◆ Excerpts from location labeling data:
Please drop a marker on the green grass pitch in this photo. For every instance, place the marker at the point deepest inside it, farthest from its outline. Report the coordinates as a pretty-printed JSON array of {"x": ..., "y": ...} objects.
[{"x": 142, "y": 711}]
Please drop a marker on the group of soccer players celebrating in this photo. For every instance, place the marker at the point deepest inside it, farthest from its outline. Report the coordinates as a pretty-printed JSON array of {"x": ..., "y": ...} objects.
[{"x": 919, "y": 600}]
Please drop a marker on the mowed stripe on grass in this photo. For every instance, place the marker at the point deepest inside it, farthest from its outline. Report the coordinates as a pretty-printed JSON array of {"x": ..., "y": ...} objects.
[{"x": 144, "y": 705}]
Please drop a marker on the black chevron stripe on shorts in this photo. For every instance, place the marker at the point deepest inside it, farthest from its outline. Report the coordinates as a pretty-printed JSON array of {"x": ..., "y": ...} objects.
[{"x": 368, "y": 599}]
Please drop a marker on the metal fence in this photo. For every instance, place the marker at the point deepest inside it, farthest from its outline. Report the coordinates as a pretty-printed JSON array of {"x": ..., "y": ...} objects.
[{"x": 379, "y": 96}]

◆ Exercise goal: Please express all of the material above as a two-column CSV headed "text" and "answer", with one row for each text and the answer that follows it. Put every field in quotes and replace any line breaks inside a field with spaces.

◆ Exercise solution:
text,answer
"Please drop a marker on the green grass pitch in this photo. For every instance, place the marker at the point deepest inside it, farthest from its outline. Report the coordinates as a pretty-printed JSON array of {""x"": ..., ""y"": ...} objects.","[{""x"": 142, ""y"": 711}]"
"Please drop a marker on the group of soccer players celebrating in this photo. For every instance, place the marker at the point deepest inside it, farthest from its outline. Report the coordinates as a pretty-printed JSON array of {""x"": ..., ""y"": ...} objects.","[{""x"": 919, ""y"": 600}]"
"Please drop a marker on the mowed stripe on grass in this photo. For every instance, place the marker at the point deepest inside it, farthest from its outline. Report the coordinates as a pretty-printed JSON array of {""x"": ..., ""y"": ...} objects.","[{""x"": 144, ""y"": 705}]"
"Please drop a marker on the black chevron stripe on shorts in this photo. For every instance, place the marker at the point deepest inside it, farthest from its outline. Report the coordinates as a pretty-printed JSON array of {""x"": ..., ""y"": ...} objects.","[{""x"": 368, ""y"": 599}]"
"Please drop a marker on the metal fence in this photo. For every instance, place the marker at the point deepest inside it, farthest from its outline. Report the coordinates as a pretty-printed JSON array of {""x"": ..., ""y"": ...} objects.","[{""x"": 379, ""y"": 96}]"